Work instructions: Return each line of the rows below that contains the string "tine". Treat uppercase and lowercase letters as different.

Entries provided:
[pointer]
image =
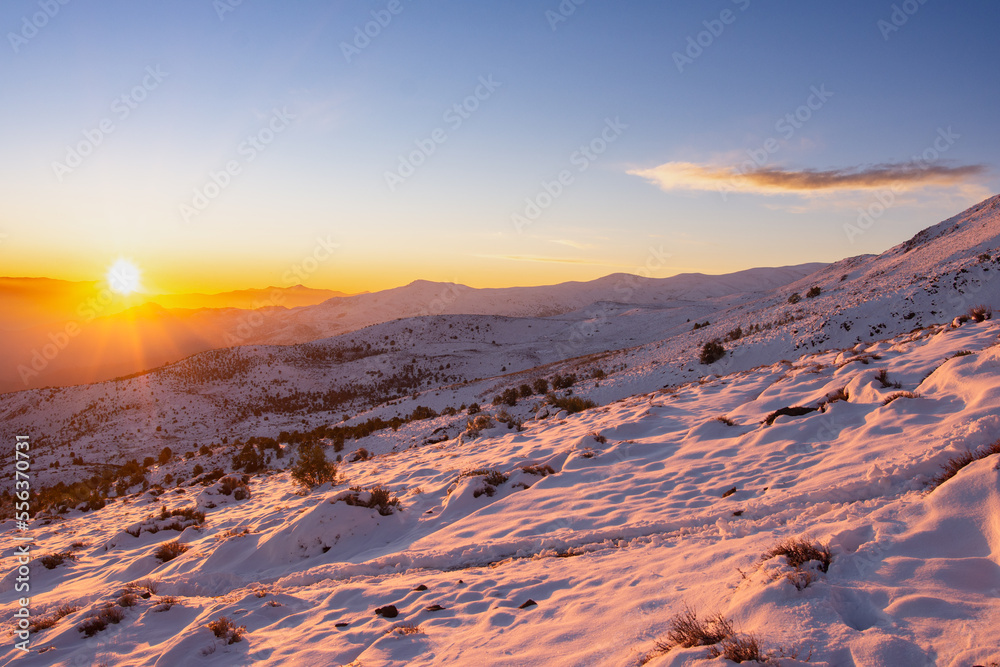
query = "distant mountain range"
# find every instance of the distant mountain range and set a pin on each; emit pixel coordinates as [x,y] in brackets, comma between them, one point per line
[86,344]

--

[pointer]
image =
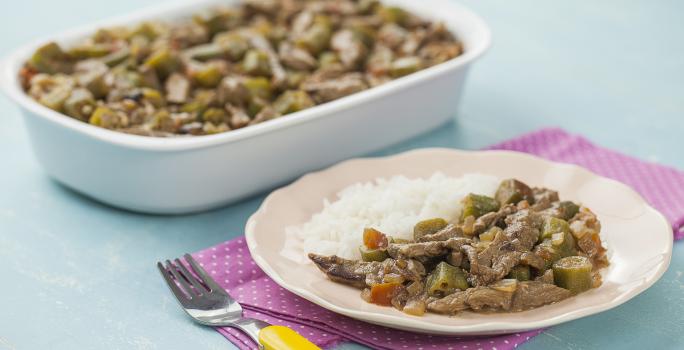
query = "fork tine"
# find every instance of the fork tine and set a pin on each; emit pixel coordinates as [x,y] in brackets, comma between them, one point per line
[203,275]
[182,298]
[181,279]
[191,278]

...

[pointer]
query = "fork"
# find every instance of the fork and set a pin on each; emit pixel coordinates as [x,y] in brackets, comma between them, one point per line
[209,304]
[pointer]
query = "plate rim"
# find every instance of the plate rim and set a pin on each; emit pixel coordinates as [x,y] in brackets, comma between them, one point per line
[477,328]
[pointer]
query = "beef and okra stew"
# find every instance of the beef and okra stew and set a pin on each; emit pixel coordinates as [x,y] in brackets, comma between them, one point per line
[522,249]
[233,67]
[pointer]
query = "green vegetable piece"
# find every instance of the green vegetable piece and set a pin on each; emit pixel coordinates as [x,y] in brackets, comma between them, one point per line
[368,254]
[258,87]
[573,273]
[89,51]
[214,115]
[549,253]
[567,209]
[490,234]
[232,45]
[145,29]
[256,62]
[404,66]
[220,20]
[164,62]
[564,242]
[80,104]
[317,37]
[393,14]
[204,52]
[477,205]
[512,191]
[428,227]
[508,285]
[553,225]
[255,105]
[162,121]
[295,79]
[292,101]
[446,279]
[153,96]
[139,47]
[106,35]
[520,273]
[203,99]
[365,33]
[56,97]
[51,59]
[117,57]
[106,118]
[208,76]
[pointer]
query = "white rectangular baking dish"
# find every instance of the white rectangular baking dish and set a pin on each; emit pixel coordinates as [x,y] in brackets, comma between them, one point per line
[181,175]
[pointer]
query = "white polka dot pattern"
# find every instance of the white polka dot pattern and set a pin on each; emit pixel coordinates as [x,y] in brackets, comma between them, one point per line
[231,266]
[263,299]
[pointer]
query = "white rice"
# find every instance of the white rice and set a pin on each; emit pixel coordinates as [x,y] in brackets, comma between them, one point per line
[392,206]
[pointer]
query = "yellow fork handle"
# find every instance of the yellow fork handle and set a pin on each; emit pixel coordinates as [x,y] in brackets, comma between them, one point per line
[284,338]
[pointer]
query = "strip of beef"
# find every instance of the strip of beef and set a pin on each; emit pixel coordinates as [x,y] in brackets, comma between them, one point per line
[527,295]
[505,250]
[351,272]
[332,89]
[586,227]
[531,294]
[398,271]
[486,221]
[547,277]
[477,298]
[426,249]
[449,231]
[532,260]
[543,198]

Solution:
query = "fork tine"
# find every instance of the fork tine and set a pin on each; emit pixel coordinates as [x,y] in brackets, comma between them, one point per line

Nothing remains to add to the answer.